- [Task details] Each entry needs to be reproduced exactly as it is.

- [Available data]
━━━━━━━━━━━━━━━━━━━━━━━━━━━━━━

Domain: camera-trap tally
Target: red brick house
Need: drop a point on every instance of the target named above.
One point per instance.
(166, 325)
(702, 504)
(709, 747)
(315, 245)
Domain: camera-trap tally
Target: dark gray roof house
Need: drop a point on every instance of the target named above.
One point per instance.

━━━━━━━━━━━━━━━━━━━━━━━━━━━━━━

- [Solution to this problem]
Domain: camera-trap tally
Target: red brick house
Need: drop a point on every instance of the target named above.
One point per instance.
(166, 325)
(702, 504)
(709, 747)
(315, 245)
Domain: camera-trap tally
Target: dark gray roof house
Need: drop a point on every instance of the target named above.
One point per instance.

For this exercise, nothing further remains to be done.